=== Document section ===

I am always looking for input and what area riders want. Feel free to email me or post comments on this link. I am running with some well thought out ideas already: air and h20 out front, 24hr side of building vending machine w/ tubes, patch kits, Co2, goo, h20, allen wrenches, tire boots, slime, power bars, and on and on..... Bike racks out front to lock up to... rubber flooring when you walk in either door, un-scheduled repair days where individuals can walk in and wait or come back the same afternoon.

RG


----------



## 88 rex

Salsa/Surly? Just wondering/hoping.


----------



## KMan

Garrison's Cyclery said:


> I will also be providing fittings on a Waterford Fitmaster paired w/ Fit Systems software and tools to aid in serious performance and comfort gains.


I'm already interested in getting a real fit. Any idea what you may be charging for a fit? I have some back issues that get aggrivated on the bike......would be nice to know if I was set up properly.

Michael
...from Kennett Square
www.MLKimages.com


----------



## Garrison's Cyclery

I will be doing custom or complete pre-built bikes from Surley. I am undecided on Salsa... I would have to sign up for a "program" and buying a bunch of bikes blindly...it's expensive. I really want to not have the wrong frame/bike hanging on a wall... (make sense?) 

I actually just finished a Karate Monkey and a Long Haul Trucker for two different friends. They both came out super nice. Full custom on both but the owners will use the living daylights out of them.

=== Data to use ===

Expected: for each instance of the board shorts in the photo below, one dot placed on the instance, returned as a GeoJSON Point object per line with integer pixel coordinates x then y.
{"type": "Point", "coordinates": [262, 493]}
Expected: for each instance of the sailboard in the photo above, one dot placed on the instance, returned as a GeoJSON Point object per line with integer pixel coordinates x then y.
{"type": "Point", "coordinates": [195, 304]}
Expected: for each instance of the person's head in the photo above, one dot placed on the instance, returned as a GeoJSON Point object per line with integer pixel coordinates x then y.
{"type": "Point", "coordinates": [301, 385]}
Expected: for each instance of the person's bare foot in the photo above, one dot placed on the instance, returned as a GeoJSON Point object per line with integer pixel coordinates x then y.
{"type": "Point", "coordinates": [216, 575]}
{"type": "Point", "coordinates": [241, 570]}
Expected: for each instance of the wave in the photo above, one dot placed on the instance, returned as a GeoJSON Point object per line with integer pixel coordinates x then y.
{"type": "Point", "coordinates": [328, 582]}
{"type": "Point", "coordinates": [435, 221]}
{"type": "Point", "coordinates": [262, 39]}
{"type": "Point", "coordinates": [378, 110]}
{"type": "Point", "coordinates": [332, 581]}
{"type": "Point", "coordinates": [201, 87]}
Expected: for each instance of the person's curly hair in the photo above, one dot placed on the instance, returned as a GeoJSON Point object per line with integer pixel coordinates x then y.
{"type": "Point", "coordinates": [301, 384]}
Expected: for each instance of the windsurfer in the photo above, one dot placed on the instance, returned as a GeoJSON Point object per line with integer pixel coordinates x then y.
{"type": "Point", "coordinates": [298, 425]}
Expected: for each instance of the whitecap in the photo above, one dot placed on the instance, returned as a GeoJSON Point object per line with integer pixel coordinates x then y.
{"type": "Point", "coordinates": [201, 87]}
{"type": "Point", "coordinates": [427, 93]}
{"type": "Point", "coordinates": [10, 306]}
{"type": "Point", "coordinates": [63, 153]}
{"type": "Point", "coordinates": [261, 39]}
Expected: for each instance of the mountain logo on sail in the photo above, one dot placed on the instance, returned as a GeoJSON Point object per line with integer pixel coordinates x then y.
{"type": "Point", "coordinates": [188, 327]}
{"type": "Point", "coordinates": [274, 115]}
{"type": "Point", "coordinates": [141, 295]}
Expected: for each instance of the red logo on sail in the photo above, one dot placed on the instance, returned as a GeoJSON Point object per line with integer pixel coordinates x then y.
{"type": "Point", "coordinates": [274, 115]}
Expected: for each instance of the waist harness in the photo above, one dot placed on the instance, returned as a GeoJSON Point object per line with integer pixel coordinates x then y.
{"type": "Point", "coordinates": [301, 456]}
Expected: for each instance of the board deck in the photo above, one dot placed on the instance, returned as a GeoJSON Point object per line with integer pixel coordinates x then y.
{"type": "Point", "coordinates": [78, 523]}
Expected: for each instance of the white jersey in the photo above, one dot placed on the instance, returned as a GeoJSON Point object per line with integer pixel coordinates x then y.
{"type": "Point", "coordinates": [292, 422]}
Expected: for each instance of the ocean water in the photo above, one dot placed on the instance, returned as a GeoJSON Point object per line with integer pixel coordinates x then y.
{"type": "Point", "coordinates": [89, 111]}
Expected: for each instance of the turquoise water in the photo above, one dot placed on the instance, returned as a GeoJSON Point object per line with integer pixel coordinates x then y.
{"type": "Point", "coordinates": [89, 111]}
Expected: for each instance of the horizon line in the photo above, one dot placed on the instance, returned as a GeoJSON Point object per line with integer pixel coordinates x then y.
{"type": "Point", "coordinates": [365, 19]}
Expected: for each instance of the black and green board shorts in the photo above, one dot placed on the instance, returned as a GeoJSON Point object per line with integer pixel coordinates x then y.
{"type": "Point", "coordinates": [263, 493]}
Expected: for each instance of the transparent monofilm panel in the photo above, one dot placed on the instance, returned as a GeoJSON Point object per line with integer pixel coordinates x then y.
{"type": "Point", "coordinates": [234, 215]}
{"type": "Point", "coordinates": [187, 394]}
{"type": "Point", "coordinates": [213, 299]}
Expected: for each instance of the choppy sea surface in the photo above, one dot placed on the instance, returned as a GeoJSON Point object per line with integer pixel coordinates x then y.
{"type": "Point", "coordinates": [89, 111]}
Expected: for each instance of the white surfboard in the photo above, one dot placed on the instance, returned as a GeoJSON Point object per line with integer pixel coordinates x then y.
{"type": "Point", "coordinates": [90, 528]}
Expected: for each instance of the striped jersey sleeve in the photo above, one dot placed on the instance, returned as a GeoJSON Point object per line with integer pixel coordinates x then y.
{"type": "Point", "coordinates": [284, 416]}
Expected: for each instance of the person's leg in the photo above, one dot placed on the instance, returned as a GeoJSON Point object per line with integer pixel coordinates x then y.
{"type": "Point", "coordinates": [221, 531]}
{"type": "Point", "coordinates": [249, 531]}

===

● **Work instructions**
a. In the bike shop thread, what equipment will the fittings use?
b. Please identify every line in the entries that contains the word "logo" and copy each one out.

● **Solutions to the tasks**
a. A Waterford Fitmaster paired with Fit Systems software and tools.

b.
Expected: for each instance of the mountain logo on sail in the photo above, one dot placed on the instance, returned as a GeoJSON Point object per line with integer pixel coordinates x then y.
Expected: for each instance of the red logo on sail in the photo above, one dot placed on the instance, returned as a GeoJSON Point object per line with integer pixel coordinates x then y.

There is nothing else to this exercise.